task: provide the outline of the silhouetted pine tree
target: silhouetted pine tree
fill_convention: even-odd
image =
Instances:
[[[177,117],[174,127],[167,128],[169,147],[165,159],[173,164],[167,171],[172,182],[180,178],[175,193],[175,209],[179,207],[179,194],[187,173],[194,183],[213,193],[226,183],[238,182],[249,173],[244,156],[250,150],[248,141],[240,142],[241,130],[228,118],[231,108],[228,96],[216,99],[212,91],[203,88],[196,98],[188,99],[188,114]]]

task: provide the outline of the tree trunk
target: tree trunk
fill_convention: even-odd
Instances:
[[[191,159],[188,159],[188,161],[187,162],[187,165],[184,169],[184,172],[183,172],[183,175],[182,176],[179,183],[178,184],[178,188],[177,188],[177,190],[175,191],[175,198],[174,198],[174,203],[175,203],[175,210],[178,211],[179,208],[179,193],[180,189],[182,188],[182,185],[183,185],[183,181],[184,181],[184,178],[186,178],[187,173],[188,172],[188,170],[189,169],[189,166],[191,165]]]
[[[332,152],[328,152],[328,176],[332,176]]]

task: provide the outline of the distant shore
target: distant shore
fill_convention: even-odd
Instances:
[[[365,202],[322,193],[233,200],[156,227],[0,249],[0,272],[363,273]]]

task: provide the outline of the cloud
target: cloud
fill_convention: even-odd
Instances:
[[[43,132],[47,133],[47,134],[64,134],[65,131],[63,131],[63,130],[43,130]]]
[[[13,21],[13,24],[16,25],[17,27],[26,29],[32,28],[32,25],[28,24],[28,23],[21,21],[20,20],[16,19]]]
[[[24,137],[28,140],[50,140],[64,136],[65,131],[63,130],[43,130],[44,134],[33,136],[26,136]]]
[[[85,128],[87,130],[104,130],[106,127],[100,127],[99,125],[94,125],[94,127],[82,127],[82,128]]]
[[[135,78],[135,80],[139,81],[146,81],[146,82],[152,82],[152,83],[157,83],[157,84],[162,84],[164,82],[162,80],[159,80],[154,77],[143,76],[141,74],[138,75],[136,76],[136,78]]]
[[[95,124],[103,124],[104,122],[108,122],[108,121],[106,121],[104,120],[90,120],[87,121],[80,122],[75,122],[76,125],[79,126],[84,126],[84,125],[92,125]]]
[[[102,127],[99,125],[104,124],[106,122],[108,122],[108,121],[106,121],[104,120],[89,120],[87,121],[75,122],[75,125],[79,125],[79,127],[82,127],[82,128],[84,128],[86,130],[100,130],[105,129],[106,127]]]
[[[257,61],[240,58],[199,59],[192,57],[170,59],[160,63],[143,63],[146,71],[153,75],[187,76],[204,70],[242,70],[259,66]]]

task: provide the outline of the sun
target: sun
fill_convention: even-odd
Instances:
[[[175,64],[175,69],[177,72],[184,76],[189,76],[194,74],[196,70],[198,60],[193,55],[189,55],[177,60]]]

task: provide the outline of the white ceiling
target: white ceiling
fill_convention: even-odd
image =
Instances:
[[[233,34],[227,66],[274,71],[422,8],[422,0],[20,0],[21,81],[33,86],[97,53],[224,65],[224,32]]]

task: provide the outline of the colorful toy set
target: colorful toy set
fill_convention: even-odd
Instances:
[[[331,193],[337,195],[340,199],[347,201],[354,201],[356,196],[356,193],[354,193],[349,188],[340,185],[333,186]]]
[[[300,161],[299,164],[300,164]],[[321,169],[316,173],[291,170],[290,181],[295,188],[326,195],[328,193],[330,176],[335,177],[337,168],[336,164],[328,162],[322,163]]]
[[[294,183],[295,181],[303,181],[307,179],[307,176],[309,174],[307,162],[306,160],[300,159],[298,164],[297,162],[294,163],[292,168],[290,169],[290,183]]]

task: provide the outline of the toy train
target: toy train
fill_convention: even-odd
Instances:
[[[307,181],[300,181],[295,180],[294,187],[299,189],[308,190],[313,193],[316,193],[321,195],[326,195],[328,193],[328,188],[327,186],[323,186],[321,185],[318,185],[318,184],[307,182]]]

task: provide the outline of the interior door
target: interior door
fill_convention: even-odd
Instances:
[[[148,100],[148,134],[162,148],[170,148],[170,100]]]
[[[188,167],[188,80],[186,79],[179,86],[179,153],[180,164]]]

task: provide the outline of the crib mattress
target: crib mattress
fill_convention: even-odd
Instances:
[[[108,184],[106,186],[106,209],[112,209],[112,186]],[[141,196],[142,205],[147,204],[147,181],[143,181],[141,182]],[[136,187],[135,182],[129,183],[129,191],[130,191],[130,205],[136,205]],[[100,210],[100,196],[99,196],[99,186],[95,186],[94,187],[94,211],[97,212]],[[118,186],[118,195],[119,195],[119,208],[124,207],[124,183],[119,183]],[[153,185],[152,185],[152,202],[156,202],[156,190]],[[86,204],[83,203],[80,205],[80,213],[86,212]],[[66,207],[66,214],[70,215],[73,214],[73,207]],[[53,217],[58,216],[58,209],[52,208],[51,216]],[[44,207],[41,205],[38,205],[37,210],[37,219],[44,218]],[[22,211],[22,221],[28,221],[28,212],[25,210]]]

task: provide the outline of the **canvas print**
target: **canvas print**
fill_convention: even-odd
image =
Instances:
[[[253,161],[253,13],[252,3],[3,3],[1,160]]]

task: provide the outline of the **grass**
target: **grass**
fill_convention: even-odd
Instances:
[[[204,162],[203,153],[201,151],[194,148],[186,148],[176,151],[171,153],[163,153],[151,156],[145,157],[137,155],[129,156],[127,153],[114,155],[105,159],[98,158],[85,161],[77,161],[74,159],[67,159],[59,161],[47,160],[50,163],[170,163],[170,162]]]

——

Go through the listing above and restate it word for word.

SOLVED PROBLEM:
task: provide the outline of the silhouetted pine tree
target: silhouetted pine tree
fill_convention: even-odd
image =
Instances:
[[[177,117],[174,127],[167,128],[169,147],[165,159],[173,164],[167,171],[172,182],[180,178],[175,193],[175,209],[179,207],[179,194],[187,173],[194,183],[213,193],[226,183],[238,182],[249,173],[244,156],[250,150],[248,141],[240,142],[241,130],[228,118],[231,108],[228,96],[216,99],[212,91],[203,88],[196,98],[188,99],[188,114]]]

task: provide the outline of the tree trunk
target: tree trunk
fill_convention: even-odd
Instances:
[[[191,159],[188,159],[188,161],[187,162],[187,165],[184,169],[184,172],[183,172],[183,175],[182,176],[179,183],[178,184],[178,188],[177,188],[177,190],[175,191],[175,198],[174,198],[174,203],[175,203],[175,210],[178,211],[179,208],[179,193],[180,189],[182,188],[182,185],[183,185],[183,181],[184,181],[184,178],[186,178],[187,173],[188,172],[188,170],[189,169],[189,166],[191,165]]]
[[[332,152],[328,152],[328,176],[332,176]]]

task: provide the outline of the distant shore
target: distant shore
fill_convention: even-odd
Instances:
[[[365,202],[322,193],[233,200],[156,227],[0,249],[0,272],[363,273]]]

task: provide the outline of the cloud
target: cloud
fill_convention: even-odd
Instances:
[[[43,132],[47,133],[47,134],[64,134],[65,131],[63,131],[63,130],[43,130]]]
[[[13,21],[13,24],[16,25],[17,27],[26,29],[32,28],[32,25],[28,24],[28,23],[21,21],[20,20],[16,19]]]
[[[24,137],[28,140],[50,140],[64,136],[65,131],[63,130],[43,130],[44,134],[33,136],[26,136]]]
[[[85,128],[87,130],[104,130],[106,127],[100,127],[99,125],[94,125],[94,127],[82,127],[82,128]]]
[[[135,78],[135,80],[139,81],[146,81],[146,82],[152,82],[152,83],[157,83],[157,84],[162,84],[164,82],[162,80],[159,80],[154,77],[143,76],[141,74],[138,75],[136,76],[136,78]]]
[[[95,124],[103,124],[104,122],[108,122],[108,121],[106,121],[104,120],[90,120],[87,121],[80,122],[75,122],[76,125],[79,126],[84,126],[84,125],[92,125]]]
[[[102,127],[99,125],[104,124],[106,122],[108,122],[108,121],[106,121],[104,120],[89,120],[87,121],[75,122],[75,125],[79,125],[79,127],[82,127],[82,128],[84,128],[86,130],[100,130],[105,129],[106,127]]]
[[[257,61],[240,58],[199,59],[192,57],[170,59],[160,63],[143,63],[146,71],[153,75],[187,76],[204,70],[242,70],[259,66]]]

task: provide the outline of the sun
target: sun
fill_convention: even-odd
Instances:
[[[175,64],[175,69],[177,72],[184,76],[189,76],[194,74],[196,70],[198,60],[193,55],[189,55],[177,60]]]

task: provide the outline of the white ceiling
target: white ceiling
fill_convention: even-odd
image =
Instances:
[[[233,34],[227,66],[274,71],[422,8],[422,0],[20,0],[21,81],[33,86],[97,53],[224,65],[224,32]]]

task: provide the outline of the colorful toy set
target: colorful toy set
fill_convention: even-odd
Instances:
[[[331,193],[337,195],[340,199],[347,201],[354,201],[356,196],[356,193],[354,193],[349,188],[340,185],[333,186]]]
[[[300,161],[299,164],[300,164]],[[321,169],[316,173],[291,170],[290,181],[295,188],[326,195],[328,193],[330,176],[335,177],[337,168],[336,164],[328,162],[322,163]]]
[[[294,183],[295,181],[303,181],[307,179],[307,176],[309,174],[307,162],[306,160],[300,159],[298,164],[297,162],[294,163],[292,168],[290,169],[290,183]]]

task: provide the outline of the toy train
target: toy train
fill_convention: even-odd
Instances:
[[[307,181],[300,181],[295,180],[294,187],[299,189],[308,190],[313,193],[316,193],[321,195],[326,195],[328,193],[328,188],[327,186],[323,186],[321,185],[318,185],[318,184],[307,182]]]

task: provide the outline of the interior door
target: interior door
fill_convention: even-odd
Instances:
[[[148,100],[148,134],[162,148],[170,148],[170,100]]]
[[[188,167],[188,80],[186,79],[179,86],[179,153],[180,164]]]

task: provide the outline of the crib mattress
target: crib mattress
fill_convention: even-odd
Instances:
[[[108,184],[106,186],[106,209],[112,209],[112,186]],[[141,196],[142,205],[147,204],[147,181],[143,181],[141,182]],[[136,187],[135,182],[129,183],[129,191],[130,191],[130,205],[136,205]],[[100,210],[100,196],[99,196],[99,186],[95,186],[94,187],[94,211],[97,212]],[[118,186],[118,195],[119,195],[119,208],[124,207],[124,183],[119,183]],[[153,185],[152,185],[152,202],[156,202],[156,190]],[[86,204],[83,203],[80,205],[80,213],[86,212]],[[66,207],[66,214],[70,215],[73,214],[73,207]],[[53,217],[58,216],[58,209],[52,208],[51,216]],[[44,207],[41,205],[38,205],[37,210],[37,219],[44,218]],[[22,211],[22,221],[28,221],[28,212],[25,210]]]

task: provide the outline of the **canvas print**
target: **canvas print**
fill_convention: even-odd
image =
Instances:
[[[253,161],[253,13],[252,3],[3,3],[1,160]]]

task: provide the outline of the **grass**
target: **grass**
fill_convention: even-odd
Instances:
[[[204,162],[203,153],[201,151],[194,148],[186,148],[176,151],[171,153],[163,153],[151,156],[145,157],[137,155],[129,156],[127,153],[114,155],[105,159],[98,158],[85,161],[77,161],[74,159],[67,159],[59,161],[47,160],[50,163],[170,163],[170,162]]]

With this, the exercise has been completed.